请挑出下面凡是含有字符串“sleeve”的行，并逐行照抄。匹配时区分大小写。
________________________
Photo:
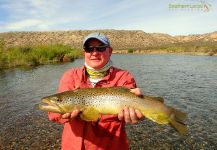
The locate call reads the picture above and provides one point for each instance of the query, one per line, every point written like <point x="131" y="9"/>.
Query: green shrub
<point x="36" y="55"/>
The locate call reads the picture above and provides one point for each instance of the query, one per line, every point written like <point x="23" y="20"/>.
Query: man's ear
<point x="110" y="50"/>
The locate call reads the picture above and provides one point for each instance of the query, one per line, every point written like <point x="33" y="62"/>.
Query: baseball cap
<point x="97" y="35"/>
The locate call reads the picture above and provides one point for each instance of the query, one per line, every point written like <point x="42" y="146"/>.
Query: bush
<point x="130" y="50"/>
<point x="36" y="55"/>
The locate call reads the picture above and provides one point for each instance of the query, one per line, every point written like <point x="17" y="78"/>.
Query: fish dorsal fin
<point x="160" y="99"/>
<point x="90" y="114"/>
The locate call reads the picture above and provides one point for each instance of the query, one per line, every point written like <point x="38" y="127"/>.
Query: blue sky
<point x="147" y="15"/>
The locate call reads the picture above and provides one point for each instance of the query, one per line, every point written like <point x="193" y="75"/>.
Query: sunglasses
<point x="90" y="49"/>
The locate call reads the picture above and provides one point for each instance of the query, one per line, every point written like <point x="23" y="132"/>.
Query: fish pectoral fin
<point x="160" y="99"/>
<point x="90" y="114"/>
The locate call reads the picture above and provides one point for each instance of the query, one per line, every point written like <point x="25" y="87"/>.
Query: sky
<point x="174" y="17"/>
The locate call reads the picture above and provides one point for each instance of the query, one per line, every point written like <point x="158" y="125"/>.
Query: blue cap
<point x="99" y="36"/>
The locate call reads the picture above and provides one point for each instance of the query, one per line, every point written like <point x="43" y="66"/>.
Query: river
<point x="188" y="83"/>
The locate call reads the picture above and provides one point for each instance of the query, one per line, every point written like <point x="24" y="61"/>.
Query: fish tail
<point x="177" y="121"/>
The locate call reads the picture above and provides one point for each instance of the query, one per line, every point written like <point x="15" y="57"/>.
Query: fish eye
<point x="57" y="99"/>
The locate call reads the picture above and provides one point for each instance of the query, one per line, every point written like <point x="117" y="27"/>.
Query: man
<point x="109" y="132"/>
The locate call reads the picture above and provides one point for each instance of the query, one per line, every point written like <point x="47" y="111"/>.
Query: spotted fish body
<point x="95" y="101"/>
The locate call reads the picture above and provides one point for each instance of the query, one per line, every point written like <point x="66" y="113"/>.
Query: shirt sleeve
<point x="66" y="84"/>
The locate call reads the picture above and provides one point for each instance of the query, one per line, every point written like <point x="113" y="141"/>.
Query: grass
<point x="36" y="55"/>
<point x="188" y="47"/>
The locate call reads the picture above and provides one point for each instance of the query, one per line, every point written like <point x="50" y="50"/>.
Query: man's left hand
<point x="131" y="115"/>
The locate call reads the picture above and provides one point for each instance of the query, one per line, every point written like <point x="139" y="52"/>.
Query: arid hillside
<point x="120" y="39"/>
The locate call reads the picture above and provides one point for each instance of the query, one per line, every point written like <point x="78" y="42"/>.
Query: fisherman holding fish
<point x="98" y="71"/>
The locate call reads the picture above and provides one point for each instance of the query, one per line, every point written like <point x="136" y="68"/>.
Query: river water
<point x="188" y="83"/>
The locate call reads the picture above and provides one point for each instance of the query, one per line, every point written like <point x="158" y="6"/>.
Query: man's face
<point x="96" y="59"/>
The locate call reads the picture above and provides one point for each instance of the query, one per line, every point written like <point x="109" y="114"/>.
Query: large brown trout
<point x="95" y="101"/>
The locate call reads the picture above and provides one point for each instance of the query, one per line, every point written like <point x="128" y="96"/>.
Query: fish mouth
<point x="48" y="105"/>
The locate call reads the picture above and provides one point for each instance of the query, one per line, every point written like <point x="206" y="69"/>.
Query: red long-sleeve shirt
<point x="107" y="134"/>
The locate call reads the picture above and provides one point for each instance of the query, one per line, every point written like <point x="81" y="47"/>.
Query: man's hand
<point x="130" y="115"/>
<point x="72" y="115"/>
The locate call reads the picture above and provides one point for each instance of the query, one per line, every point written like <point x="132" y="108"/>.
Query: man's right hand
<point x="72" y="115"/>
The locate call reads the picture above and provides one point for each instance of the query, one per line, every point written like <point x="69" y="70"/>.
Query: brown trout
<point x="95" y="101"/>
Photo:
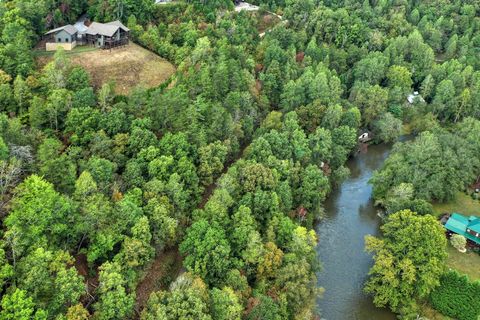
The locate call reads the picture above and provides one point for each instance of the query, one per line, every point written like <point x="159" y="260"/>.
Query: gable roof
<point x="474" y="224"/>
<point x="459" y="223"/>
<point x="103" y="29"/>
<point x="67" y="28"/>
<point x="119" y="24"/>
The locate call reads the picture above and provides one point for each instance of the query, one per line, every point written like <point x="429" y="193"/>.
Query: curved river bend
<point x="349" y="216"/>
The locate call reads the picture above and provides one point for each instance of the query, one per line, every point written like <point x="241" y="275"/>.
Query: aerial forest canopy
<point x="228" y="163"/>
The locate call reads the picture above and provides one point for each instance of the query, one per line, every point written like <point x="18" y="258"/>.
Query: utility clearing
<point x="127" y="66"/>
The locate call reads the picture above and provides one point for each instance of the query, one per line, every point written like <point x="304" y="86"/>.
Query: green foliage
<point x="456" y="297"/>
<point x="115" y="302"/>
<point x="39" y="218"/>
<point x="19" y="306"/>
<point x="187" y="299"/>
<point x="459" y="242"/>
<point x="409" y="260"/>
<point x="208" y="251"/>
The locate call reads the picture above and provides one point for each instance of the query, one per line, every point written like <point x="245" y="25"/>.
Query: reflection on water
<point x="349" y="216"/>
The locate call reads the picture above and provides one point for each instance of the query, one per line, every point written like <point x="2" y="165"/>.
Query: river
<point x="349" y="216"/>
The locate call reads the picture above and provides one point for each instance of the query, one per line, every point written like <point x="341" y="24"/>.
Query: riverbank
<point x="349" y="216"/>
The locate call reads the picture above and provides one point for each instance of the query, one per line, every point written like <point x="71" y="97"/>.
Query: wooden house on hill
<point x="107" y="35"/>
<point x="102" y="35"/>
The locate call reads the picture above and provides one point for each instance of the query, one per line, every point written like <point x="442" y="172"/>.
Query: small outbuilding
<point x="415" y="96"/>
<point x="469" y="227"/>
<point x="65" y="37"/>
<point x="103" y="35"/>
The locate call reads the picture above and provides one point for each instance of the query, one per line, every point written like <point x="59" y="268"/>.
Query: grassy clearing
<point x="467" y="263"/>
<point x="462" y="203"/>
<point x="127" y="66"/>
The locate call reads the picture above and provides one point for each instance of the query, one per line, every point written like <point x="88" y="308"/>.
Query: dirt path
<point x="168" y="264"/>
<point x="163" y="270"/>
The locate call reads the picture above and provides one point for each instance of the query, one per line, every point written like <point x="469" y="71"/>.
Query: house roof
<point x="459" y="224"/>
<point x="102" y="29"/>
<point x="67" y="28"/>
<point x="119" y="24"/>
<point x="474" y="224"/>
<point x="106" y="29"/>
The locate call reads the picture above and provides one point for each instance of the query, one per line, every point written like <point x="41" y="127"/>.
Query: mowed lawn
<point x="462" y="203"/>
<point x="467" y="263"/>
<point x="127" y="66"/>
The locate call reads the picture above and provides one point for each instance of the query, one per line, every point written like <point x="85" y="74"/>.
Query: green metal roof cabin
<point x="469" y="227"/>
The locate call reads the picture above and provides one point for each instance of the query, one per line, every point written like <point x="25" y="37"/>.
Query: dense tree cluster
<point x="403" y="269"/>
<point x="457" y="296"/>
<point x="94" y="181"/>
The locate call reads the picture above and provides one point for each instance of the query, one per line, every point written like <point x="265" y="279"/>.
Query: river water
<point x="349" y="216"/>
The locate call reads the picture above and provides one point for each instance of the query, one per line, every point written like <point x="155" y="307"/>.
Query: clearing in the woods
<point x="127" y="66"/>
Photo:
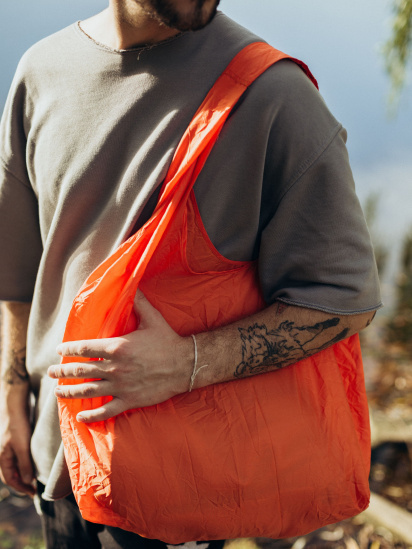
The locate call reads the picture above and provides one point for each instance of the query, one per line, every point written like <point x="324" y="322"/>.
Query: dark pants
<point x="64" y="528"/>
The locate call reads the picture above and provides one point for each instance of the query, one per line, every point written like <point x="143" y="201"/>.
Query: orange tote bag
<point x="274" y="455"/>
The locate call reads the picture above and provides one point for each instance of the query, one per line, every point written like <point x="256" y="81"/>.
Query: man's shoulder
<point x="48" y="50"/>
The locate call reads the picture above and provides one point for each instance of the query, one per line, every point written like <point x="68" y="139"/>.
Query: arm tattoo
________________________
= 输出结果 =
Query: shirt sleeve
Query: red long-sleeve shirt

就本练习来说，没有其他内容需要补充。